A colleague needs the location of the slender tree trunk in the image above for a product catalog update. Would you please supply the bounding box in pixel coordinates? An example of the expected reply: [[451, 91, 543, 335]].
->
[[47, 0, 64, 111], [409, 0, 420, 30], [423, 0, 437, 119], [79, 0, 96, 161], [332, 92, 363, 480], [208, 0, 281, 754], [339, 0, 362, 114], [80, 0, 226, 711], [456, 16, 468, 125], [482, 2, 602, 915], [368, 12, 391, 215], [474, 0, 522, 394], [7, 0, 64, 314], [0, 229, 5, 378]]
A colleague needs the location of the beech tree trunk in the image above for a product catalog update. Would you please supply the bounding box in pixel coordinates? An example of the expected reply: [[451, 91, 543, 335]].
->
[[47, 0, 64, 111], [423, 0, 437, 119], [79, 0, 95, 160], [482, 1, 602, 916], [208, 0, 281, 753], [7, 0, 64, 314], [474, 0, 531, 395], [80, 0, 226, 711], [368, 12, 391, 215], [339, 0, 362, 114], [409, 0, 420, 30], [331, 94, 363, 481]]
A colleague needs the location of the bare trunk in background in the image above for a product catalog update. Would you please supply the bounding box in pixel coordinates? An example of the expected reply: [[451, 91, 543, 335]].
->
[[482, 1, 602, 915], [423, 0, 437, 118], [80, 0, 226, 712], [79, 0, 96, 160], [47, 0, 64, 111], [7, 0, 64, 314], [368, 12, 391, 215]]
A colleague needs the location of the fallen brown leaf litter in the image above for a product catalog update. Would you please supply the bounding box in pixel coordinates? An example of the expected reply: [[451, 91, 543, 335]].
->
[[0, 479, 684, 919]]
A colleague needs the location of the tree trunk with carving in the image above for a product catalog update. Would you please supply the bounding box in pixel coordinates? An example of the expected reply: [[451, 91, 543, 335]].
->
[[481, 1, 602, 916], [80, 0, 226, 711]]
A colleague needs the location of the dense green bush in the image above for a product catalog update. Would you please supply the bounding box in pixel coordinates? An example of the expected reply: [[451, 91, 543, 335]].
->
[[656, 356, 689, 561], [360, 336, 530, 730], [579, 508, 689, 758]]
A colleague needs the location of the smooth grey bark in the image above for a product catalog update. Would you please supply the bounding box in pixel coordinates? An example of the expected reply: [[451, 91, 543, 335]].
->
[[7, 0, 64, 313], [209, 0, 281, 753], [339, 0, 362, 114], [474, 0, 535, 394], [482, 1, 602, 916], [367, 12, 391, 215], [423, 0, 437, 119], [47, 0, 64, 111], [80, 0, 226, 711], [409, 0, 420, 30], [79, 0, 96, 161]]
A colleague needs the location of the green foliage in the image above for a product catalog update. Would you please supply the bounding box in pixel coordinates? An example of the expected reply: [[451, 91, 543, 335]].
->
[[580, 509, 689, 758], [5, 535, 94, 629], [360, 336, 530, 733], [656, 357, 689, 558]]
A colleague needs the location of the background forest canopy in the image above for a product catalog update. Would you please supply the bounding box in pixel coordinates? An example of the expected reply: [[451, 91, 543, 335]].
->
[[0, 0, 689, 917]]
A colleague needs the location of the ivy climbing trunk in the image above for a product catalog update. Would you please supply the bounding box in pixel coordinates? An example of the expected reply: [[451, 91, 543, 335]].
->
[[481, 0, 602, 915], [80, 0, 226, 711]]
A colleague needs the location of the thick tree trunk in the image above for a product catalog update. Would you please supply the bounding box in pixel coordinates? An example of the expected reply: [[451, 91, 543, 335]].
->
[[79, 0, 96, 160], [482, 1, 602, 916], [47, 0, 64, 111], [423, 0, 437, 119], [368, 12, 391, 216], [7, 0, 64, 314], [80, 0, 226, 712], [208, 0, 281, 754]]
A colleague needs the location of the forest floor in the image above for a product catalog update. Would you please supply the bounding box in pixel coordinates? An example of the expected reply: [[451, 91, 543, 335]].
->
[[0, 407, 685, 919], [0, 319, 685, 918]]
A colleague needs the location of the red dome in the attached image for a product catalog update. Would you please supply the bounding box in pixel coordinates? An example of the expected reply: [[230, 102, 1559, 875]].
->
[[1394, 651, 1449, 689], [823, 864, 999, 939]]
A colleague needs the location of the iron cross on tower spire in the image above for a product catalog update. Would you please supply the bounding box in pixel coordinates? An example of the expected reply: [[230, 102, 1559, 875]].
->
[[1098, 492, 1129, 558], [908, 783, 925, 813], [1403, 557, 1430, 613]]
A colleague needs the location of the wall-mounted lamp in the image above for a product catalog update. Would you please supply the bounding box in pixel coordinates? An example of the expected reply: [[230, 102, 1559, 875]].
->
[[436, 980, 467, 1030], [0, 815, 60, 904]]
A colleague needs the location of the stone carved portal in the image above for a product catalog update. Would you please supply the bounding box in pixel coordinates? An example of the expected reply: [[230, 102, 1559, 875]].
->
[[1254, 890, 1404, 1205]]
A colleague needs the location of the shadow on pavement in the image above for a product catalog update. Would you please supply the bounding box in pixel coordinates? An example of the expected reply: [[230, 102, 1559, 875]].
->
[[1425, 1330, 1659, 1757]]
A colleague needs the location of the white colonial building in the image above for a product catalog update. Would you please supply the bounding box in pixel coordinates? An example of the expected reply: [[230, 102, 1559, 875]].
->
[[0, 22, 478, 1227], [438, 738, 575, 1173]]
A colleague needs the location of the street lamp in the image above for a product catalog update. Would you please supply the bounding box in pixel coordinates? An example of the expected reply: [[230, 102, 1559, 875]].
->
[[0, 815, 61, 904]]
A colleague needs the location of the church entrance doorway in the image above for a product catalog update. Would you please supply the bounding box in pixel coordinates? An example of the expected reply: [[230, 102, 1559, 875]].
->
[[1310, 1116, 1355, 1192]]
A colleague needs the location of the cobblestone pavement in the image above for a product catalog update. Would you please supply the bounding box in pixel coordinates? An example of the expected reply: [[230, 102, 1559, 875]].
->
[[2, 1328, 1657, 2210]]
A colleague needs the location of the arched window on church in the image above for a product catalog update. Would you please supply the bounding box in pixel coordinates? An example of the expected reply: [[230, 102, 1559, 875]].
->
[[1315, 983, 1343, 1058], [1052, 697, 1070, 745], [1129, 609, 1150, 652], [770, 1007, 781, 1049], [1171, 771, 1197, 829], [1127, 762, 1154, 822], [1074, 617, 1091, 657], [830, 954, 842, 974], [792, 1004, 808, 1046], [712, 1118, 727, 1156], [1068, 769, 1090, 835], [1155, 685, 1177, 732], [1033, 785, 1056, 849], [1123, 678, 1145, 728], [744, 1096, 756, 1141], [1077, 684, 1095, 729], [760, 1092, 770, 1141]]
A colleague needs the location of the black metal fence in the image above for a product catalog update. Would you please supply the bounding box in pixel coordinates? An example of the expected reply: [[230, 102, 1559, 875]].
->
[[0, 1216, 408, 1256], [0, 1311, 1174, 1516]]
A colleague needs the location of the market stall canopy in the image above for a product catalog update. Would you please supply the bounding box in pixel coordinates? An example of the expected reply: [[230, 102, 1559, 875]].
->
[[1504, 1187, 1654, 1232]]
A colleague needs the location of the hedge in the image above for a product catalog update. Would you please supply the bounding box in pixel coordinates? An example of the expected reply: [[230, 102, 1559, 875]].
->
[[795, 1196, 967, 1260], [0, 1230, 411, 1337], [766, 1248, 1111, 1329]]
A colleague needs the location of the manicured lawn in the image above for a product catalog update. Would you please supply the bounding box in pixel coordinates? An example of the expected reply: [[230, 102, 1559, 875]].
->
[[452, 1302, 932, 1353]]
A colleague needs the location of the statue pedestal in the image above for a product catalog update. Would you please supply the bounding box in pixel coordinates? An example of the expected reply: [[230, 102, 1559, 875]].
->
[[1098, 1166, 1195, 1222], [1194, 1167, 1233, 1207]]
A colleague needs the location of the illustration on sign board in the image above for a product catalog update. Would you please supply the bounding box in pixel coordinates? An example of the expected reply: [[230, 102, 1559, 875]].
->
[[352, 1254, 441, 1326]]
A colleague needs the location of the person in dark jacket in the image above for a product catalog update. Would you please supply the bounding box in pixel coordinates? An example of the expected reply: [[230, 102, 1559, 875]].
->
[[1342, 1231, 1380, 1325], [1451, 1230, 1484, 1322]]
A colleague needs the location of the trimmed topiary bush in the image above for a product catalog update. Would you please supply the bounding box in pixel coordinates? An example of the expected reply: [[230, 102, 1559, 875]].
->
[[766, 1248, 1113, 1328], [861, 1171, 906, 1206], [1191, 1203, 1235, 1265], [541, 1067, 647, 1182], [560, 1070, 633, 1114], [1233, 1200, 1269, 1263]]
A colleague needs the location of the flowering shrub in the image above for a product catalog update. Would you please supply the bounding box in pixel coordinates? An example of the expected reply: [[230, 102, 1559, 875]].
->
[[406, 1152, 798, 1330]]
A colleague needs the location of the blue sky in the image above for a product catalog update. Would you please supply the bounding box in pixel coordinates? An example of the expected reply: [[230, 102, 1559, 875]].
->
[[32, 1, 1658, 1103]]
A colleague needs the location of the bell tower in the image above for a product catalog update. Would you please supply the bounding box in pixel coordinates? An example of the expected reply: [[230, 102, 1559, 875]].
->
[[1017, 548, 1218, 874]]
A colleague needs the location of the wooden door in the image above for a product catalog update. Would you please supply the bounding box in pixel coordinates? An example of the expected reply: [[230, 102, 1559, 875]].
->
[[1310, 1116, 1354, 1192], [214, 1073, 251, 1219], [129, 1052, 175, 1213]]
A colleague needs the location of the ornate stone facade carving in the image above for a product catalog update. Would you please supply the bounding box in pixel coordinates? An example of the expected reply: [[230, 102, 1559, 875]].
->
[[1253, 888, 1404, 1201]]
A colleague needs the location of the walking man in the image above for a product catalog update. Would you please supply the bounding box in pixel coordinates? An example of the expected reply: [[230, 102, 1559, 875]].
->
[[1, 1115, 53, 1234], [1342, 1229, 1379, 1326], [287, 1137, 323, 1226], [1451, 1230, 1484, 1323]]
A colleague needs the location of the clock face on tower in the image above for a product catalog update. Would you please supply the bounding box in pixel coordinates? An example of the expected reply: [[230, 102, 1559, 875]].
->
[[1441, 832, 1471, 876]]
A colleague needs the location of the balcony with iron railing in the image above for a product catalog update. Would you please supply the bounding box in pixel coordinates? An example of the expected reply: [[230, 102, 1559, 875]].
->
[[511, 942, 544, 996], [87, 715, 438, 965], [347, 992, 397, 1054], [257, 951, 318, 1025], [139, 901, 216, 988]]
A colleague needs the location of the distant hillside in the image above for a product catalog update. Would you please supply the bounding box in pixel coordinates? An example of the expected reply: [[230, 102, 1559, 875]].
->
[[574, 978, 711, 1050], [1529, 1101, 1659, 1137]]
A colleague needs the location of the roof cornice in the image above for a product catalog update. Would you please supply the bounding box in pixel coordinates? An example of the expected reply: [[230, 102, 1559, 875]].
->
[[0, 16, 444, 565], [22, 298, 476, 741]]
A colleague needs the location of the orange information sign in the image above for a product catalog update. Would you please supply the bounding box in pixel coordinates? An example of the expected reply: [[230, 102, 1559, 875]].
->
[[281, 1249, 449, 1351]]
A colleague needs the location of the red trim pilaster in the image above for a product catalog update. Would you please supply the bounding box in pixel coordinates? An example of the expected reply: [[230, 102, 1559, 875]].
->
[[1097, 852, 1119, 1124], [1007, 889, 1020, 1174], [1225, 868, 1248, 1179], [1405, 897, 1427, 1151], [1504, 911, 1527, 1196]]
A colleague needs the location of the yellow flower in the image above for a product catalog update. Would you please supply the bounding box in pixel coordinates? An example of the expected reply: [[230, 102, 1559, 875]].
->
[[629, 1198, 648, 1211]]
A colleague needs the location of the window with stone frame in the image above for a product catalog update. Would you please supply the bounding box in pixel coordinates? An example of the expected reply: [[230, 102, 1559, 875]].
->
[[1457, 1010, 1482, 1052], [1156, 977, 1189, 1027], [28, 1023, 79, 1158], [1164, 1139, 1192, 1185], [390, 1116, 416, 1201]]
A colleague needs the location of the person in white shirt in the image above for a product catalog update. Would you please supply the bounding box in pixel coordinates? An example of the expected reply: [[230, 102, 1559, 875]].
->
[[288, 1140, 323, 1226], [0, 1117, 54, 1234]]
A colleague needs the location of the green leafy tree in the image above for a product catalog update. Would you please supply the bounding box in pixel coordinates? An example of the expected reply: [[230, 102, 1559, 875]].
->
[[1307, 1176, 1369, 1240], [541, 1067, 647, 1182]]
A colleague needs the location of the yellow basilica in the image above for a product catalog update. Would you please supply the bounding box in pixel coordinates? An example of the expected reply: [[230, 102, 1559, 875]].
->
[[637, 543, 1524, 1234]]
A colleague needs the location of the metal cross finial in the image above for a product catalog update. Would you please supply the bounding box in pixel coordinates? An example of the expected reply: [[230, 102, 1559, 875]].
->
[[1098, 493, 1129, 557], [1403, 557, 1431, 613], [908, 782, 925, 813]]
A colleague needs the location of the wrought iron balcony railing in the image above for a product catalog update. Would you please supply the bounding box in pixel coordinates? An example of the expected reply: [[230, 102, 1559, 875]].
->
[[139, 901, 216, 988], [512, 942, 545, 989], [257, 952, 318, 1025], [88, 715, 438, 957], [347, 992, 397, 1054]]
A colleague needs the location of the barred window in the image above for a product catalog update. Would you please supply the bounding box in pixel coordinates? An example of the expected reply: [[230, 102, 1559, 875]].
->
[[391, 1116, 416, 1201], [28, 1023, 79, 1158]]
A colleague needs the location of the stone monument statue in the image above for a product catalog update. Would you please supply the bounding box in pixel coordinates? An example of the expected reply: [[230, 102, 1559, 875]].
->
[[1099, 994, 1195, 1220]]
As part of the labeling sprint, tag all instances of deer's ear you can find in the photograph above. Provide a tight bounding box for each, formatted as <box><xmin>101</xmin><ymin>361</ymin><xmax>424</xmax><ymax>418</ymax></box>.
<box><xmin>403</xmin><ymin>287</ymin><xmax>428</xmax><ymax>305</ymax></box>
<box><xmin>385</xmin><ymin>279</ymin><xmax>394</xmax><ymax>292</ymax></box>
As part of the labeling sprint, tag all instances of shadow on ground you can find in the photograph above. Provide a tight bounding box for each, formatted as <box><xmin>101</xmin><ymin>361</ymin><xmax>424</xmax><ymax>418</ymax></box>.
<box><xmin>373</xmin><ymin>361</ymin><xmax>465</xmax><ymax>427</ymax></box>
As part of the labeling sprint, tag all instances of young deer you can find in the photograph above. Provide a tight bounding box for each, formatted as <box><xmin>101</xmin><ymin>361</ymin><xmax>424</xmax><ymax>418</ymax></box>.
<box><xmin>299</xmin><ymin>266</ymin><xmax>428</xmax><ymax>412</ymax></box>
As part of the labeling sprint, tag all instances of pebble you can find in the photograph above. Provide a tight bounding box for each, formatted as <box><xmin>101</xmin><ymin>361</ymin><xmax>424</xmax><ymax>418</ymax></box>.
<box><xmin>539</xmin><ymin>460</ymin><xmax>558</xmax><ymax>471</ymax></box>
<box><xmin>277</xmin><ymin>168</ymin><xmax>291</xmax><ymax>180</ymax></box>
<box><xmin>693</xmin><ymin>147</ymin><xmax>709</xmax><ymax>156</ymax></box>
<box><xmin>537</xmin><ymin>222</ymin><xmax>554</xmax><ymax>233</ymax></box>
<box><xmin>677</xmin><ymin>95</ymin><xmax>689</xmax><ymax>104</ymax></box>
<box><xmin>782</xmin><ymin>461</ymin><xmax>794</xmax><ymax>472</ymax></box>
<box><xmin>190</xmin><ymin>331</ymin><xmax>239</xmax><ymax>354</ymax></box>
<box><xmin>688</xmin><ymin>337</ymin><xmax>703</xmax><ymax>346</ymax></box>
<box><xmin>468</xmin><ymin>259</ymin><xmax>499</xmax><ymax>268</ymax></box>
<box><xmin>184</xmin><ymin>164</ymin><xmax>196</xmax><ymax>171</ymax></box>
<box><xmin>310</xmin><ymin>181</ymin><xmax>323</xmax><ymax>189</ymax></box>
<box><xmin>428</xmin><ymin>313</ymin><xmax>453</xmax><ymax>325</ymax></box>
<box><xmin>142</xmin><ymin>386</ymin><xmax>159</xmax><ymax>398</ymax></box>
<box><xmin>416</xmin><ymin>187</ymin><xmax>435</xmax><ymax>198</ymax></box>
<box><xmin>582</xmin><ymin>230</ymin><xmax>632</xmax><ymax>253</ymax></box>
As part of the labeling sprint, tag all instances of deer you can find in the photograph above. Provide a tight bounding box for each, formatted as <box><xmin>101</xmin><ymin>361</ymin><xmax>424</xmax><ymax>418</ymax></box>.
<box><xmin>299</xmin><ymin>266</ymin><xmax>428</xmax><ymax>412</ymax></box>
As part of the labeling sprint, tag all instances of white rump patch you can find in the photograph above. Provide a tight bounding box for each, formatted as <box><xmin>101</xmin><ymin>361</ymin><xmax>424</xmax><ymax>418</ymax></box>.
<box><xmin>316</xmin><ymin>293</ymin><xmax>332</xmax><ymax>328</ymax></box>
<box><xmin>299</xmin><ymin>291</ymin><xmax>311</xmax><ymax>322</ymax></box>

§

Exercise description —
Those lines of the records that contain the string "canopy" should be identified and copied.

Reply to the task —
A colleague needs the location of the background forest canopy in the image above for a product catalog update. Would you please supply the bounding box in pixel coordinates? An example of the expected reply: [[451, 91, 543, 335]].
A colleague needs the location of the market stall canopy in the image above for a product catalog update. Would you please supply the bounding box in pixel coordinates? An example of the expected reply: [[230, 102, 1559, 875]].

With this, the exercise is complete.